JOB ITEM:
Copy the data below word for word, from its start through the line that holds "negative clicks: (96, 436) (131, 113)", with both ends included. Leave out any picture.

::: DATA FOR THIS TASK :::

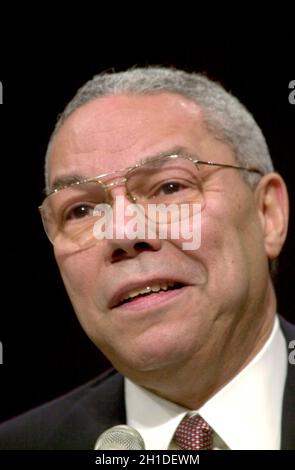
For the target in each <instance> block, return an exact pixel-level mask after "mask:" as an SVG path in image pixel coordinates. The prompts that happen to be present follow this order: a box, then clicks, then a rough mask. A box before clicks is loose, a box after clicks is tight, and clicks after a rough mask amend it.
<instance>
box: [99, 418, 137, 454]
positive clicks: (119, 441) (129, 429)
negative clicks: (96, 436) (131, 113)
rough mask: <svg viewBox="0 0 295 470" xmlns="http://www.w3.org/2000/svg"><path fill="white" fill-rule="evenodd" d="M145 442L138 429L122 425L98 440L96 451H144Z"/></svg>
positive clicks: (111, 431)
mask: <svg viewBox="0 0 295 470" xmlns="http://www.w3.org/2000/svg"><path fill="white" fill-rule="evenodd" d="M143 449H145V445H144V441H143V439H142V437H141V435H140V434H139V432H138V431H136V429H134V428H131V427H130V426H126V425H125V424H121V425H119V426H113V427H112V428H110V429H107V430H106V431H105V432H103V433H102V434H101V435H100V436H99V438H98V439H97V441H96V443H95V446H94V450H143Z"/></svg>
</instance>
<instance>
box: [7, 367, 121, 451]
mask: <svg viewBox="0 0 295 470" xmlns="http://www.w3.org/2000/svg"><path fill="white" fill-rule="evenodd" d="M124 419H125V409H124V391H123V378H122V376H121V375H120V374H118V373H117V372H116V371H114V370H113V369H112V370H110V371H107V372H105V373H104V374H101V375H100V376H98V377H96V378H95V379H93V380H91V381H90V382H88V383H86V384H84V385H82V386H80V387H78V388H76V389H74V390H73V391H71V392H69V393H67V394H65V395H63V396H61V397H59V398H57V399H55V400H53V401H51V402H48V403H45V404H44V405H41V406H39V407H37V408H35V409H33V410H31V411H28V412H26V413H24V414H22V415H20V416H17V417H16V418H13V419H10V420H9V421H7V422H5V423H3V424H1V425H0V449H91V448H93V445H94V442H95V439H96V438H97V437H98V434H99V433H100V432H102V431H101V429H102V430H104V429H106V428H107V427H109V426H111V425H112V423H113V422H115V424H122V422H124Z"/></svg>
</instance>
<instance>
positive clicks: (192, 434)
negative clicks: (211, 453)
mask: <svg viewBox="0 0 295 470" xmlns="http://www.w3.org/2000/svg"><path fill="white" fill-rule="evenodd" d="M213 433H214V431H213V429H212V428H211V426H209V424H208V423H207V422H206V421H205V420H204V419H203V418H202V417H201V416H199V415H194V416H185V417H184V418H183V420H182V421H181V423H180V424H179V426H178V427H177V429H176V432H175V434H174V441H175V443H176V444H177V445H178V447H179V448H180V449H183V450H195V449H199V450H201V449H202V450H210V449H212V448H213Z"/></svg>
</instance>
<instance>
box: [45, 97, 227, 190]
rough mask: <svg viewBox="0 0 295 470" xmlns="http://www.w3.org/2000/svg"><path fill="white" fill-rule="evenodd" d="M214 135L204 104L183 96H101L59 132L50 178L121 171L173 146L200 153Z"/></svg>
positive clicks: (89, 104)
mask: <svg viewBox="0 0 295 470" xmlns="http://www.w3.org/2000/svg"><path fill="white" fill-rule="evenodd" d="M213 140H214V139H213V137H212V136H211V135H210V134H209V133H208V131H207V130H206V128H205V126H204V124H203V120H202V110H201V109H200V107H199V106H198V105H197V104H195V103H193V102H191V101H189V100H187V99H185V98H183V97H182V96H180V95H176V94H172V93H161V94H157V95H116V96H109V97H103V98H98V99H95V100H93V101H91V102H90V103H87V104H86V105H83V106H81V107H80V108H78V109H77V110H76V111H75V112H74V113H73V114H72V115H71V116H69V117H68V118H67V120H66V121H65V123H64V124H63V126H62V127H61V129H60V130H59V131H58V134H57V136H56V137H55V139H54V142H53V145H52V153H51V158H50V164H49V181H50V182H52V180H53V179H55V178H58V177H63V176H67V175H68V174H77V175H81V176H82V177H89V176H94V175H96V174H99V173H104V172H108V171H113V170H117V169H119V168H123V167H126V166H130V165H133V164H134V163H135V162H137V161H138V160H140V159H142V158H146V157H149V156H153V154H159V153H161V152H166V151H168V150H169V149H170V148H171V149H172V148H176V147H188V150H189V148H195V147H196V146H197V148H195V150H196V151H197V150H198V152H199V153H200V151H201V152H202V148H203V147H206V148H208V146H209V147H210V145H212V141H213ZM210 143H211V144H210ZM219 145H220V144H219Z"/></svg>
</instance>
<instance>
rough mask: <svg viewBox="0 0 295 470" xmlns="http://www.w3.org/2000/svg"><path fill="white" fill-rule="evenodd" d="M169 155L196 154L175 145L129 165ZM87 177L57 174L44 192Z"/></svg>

:::

ANSWER TO THE EXERCISE:
For the target in each <instance> block, return an exact pixel-level mask after "mask:" as an SVG path in image pixel coordinates. The prompts that happen to be present follow this order: a box, then clicks, then a rough mask. A box before clicks is loose, a box after clicks is tight, and clicks after a rough mask amend it.
<instance>
box: [99, 418, 137, 454]
positive clicks: (119, 441) (129, 429)
negative clicks: (96, 436) (131, 113)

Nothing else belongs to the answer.